>> Begin GIVEN PASSAGE

A Place in His Heart

10 Jun

Nicholas with his 2nd Grade Teacher Ms. McKinley

Do you remember that amazing feeling of the last day of school? I do. Very clearly.

I can’t necessarily remember specifics of where I went or what I did, but I clearly remember the feeling. The over-the-top excitement. That feeling of being so excited you wanted to scream at the top of your lungs. That feeling of being “free”. Knowing you could do (almost) anything you wanted for the next few months.

Today was Nicholas’ last day of 2nd grade, but instead of that feeling of euphoria, there’s mostly sadness around our house.

For me as his mom the reasons are fairly obvious and I’m sure shared by many moms at this time of year. My eyes welled up at his class awards when his teacher showed pictures from throughout the year. Part of it was just sadness and amazement at how quickly he’s growing up. Even now I get choked up thinking about it.

>> End GIVEN PASSAGE
>> Begin SUPPLIED INFORMATION

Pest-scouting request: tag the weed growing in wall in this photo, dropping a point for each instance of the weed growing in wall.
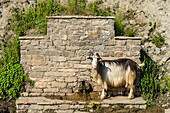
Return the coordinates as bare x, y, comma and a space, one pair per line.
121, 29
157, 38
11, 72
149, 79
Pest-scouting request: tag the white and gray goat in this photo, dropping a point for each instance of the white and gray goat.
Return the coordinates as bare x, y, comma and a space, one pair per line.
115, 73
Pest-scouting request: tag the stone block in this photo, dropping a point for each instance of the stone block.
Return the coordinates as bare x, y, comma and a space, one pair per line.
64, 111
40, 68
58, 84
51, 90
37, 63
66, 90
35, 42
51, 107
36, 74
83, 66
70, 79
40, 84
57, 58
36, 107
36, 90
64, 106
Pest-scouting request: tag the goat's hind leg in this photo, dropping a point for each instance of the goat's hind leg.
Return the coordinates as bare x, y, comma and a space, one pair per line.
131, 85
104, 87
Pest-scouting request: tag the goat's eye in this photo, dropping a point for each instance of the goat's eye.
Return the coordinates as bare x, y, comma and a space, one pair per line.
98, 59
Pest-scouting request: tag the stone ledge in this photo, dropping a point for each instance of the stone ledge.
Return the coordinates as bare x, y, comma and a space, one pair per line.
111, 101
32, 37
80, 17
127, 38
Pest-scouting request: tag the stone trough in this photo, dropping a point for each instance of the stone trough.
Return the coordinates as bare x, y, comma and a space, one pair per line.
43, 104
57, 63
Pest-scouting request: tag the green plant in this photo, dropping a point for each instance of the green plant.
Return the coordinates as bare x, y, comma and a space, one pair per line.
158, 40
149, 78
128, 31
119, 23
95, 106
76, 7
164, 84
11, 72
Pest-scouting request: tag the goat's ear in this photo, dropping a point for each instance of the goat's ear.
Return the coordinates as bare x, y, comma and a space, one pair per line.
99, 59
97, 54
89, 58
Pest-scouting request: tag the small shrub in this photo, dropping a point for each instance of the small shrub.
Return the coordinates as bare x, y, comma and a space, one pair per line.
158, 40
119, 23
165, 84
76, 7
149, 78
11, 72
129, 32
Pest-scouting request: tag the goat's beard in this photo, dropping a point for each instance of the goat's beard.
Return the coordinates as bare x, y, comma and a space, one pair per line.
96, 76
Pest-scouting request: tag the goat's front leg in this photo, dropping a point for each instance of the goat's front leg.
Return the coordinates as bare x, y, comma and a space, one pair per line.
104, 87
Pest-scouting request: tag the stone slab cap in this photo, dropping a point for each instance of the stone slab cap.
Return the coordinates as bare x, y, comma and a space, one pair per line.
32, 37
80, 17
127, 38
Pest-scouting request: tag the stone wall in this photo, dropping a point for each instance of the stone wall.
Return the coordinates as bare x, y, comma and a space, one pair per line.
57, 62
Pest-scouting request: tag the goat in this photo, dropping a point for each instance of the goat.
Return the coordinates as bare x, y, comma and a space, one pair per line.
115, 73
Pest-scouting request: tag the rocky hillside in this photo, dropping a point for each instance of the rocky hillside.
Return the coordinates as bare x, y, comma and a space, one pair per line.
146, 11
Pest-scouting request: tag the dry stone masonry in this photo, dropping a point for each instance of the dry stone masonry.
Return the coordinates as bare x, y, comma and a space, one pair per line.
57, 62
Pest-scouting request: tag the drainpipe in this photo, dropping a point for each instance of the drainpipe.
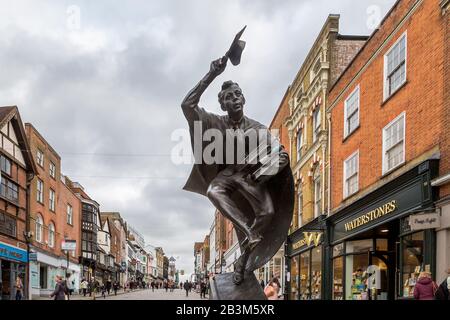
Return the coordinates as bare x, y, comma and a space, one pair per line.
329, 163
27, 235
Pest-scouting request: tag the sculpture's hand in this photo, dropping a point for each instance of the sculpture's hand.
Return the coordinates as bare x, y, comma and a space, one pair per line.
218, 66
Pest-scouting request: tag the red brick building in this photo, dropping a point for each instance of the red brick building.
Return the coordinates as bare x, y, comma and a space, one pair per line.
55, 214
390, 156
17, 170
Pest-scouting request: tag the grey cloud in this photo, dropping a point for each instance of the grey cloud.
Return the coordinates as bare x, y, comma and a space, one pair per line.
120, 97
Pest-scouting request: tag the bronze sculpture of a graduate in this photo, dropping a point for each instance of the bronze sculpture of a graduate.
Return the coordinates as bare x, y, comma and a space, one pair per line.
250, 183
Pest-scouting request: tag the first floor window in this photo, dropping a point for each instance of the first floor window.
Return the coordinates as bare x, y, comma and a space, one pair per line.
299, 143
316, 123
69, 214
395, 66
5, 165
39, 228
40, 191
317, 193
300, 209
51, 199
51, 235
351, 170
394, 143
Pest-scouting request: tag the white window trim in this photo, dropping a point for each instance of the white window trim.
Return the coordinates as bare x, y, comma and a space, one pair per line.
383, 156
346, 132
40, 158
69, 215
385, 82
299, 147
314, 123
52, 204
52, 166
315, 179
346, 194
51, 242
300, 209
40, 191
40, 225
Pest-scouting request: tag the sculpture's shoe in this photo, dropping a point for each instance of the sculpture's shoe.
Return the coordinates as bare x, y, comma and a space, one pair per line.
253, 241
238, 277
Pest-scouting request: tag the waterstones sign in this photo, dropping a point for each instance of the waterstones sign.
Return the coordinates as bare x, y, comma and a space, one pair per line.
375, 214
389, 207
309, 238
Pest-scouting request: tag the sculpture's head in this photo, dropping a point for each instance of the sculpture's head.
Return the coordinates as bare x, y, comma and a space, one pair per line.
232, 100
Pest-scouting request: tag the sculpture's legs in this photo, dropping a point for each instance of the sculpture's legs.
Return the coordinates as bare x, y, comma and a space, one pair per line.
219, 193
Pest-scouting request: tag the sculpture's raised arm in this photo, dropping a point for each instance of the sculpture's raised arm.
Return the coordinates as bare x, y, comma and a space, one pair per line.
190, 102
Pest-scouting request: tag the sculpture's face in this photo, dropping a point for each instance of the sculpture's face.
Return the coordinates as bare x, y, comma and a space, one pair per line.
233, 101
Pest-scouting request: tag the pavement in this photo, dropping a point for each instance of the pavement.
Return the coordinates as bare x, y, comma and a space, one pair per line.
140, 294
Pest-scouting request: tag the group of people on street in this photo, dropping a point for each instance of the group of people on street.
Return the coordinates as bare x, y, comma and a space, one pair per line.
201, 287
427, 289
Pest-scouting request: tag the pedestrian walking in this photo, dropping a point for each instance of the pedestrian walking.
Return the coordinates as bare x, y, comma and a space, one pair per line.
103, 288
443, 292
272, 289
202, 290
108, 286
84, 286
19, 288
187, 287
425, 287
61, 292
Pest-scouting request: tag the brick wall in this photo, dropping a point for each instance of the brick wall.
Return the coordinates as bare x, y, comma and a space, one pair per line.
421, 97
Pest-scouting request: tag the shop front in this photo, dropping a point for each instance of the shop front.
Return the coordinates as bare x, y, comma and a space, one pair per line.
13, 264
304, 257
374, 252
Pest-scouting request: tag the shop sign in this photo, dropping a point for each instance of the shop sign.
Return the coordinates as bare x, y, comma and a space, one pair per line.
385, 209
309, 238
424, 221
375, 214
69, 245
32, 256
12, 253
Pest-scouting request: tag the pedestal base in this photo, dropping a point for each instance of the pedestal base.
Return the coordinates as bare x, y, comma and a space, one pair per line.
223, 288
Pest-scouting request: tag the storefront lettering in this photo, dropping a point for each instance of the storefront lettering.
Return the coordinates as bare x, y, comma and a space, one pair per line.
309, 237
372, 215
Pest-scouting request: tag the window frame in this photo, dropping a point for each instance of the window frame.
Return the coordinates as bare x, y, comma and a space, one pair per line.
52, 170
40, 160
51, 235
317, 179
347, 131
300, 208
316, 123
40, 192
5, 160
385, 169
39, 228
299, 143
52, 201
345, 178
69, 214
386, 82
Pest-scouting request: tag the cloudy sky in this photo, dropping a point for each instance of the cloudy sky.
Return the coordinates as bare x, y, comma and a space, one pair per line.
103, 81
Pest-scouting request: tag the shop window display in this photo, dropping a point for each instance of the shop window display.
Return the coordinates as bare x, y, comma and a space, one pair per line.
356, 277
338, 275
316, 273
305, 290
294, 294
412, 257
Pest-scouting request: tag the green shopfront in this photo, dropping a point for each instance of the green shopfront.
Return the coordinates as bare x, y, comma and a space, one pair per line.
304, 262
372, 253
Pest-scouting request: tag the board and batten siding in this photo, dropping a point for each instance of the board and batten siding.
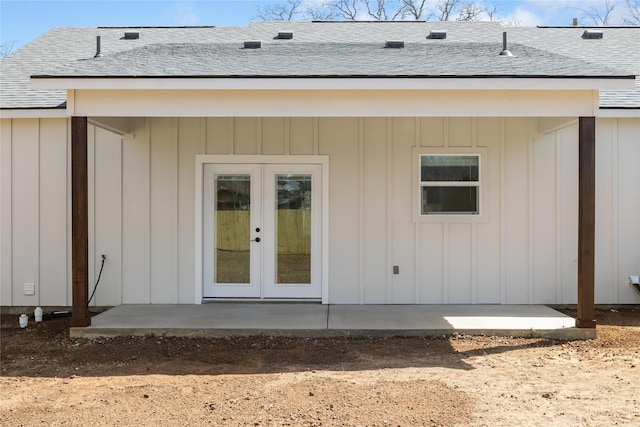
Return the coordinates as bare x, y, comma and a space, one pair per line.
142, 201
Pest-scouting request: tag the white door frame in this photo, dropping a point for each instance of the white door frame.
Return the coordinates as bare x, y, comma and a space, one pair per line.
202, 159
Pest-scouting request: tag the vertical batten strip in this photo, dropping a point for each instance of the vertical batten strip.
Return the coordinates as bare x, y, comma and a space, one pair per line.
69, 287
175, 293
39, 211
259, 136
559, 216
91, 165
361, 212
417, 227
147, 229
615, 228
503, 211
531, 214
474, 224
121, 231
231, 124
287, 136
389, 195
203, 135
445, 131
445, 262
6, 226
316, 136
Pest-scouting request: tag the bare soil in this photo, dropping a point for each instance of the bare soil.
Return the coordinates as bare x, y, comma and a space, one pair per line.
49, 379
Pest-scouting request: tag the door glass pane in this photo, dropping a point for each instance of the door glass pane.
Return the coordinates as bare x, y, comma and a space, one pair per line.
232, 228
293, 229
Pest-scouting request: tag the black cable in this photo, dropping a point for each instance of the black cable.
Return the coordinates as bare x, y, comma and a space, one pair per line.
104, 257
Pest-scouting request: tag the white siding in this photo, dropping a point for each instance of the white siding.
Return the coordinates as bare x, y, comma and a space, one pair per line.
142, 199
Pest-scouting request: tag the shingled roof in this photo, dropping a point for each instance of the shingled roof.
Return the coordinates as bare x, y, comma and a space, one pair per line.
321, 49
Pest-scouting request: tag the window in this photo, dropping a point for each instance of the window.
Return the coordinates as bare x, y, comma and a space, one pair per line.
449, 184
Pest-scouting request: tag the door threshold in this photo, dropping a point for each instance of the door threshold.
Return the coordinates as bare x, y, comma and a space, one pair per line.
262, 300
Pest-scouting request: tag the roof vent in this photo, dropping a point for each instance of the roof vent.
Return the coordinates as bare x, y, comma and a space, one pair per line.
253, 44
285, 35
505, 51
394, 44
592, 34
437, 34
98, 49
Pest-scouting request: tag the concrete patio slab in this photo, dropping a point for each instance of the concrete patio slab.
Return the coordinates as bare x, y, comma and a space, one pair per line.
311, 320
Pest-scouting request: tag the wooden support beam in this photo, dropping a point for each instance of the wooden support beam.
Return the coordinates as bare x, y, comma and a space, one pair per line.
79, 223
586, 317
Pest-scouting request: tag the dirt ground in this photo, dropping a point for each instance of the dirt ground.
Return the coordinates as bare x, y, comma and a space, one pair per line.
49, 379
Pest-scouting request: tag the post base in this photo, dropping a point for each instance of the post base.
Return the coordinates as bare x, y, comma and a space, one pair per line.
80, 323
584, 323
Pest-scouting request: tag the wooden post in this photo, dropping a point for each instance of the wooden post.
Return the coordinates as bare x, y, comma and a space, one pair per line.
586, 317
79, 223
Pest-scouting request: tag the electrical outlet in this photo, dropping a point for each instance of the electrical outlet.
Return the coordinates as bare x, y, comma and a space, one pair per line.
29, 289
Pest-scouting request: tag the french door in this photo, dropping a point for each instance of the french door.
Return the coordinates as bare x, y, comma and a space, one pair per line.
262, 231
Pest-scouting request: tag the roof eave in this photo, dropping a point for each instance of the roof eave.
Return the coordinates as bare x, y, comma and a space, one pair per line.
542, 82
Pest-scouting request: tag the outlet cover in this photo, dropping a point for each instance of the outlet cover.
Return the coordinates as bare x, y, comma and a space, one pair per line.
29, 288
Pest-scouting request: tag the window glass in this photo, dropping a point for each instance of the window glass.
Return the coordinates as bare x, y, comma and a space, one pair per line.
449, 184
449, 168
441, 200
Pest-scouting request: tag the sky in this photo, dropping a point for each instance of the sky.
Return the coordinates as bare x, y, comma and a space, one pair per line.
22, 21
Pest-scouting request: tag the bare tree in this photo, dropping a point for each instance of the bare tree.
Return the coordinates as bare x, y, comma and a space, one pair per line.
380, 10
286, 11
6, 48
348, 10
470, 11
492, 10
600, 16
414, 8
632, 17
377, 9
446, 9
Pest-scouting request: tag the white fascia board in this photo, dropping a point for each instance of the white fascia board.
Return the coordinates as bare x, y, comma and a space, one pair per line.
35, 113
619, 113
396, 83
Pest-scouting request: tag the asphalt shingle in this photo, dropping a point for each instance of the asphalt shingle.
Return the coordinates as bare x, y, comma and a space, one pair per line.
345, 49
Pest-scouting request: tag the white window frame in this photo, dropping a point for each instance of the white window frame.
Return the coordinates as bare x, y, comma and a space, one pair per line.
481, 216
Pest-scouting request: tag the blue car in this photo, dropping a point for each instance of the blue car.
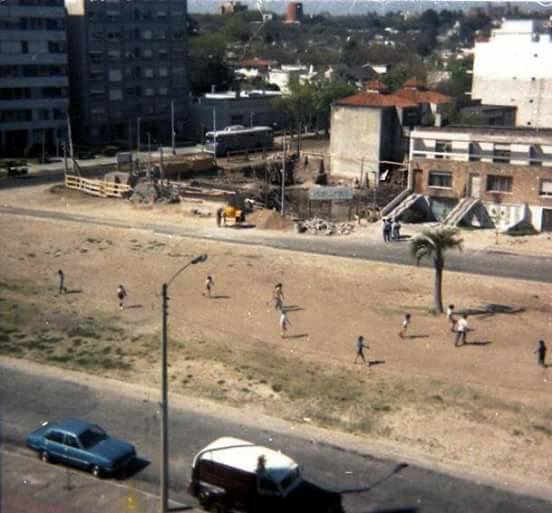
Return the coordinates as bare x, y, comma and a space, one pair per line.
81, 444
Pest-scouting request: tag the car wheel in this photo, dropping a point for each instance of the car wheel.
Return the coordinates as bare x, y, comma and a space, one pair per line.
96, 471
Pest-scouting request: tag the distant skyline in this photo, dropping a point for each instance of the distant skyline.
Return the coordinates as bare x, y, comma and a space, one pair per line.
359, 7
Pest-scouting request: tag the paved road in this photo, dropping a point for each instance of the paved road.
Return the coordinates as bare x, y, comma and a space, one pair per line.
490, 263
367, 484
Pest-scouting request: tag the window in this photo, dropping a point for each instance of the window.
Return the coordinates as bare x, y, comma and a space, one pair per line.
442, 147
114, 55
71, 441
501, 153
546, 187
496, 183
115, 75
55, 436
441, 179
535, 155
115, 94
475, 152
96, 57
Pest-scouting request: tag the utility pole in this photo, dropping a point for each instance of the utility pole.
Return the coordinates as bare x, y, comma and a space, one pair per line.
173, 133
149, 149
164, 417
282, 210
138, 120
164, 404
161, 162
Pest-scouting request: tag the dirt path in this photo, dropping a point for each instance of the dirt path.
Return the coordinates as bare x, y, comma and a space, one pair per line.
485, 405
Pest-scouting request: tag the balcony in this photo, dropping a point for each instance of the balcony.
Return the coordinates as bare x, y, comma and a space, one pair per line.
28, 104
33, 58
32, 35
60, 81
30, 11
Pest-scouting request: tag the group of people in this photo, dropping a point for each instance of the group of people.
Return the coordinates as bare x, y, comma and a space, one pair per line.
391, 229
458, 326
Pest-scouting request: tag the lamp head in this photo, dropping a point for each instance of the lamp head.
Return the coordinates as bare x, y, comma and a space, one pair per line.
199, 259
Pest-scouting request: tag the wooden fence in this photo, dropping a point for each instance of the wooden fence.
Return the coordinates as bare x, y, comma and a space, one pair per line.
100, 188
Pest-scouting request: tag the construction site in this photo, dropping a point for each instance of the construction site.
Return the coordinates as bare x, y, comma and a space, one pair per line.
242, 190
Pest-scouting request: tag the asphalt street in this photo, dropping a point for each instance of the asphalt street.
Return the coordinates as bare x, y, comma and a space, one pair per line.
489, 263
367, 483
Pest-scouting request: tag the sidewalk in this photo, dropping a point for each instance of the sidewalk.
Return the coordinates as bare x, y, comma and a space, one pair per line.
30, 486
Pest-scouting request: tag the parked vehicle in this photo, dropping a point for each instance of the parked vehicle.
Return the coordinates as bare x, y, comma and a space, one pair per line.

>> End SUPPLIED INFORMATION

■ INSTRUCTIONS:
A – In the post about Nicholas's last day of 2nd grade, swap "feeling" for "sensation" throughout the stretch that begins at the words "A Place in His Heart" and stops after "around our house.".
B – Pull out every line of the listing that contains the string "glass".

■ OUTPUTS:
A –
A Place in His Heart

10 Jun

Nicholas with his 2nd Grade Teacher Ms. McKinley

Do you remember that amazing sensation of the last day of school? I do. Very clearly.

I can’t necessarily remember specifics of where I went or what I did, but I clearly remember the sensation. The over-the-top excitement. That sensation of being so excited you wanted to scream at the top of your lungs. That sensation of being “free”. Knowing you could do (almost) anything you wanted for the next few months.

Today was Nicholas’ last day of 2nd grade, but instead of that sensation of euphoria, there’s mostly sadness around our house.

B –
Pest-scouting request: tag the door glass pane in this photo, dropping a point for each instance of the door glass pane.
Pest-scouting request: tag the window glass in this photo, dropping a point for each instance of the window glass.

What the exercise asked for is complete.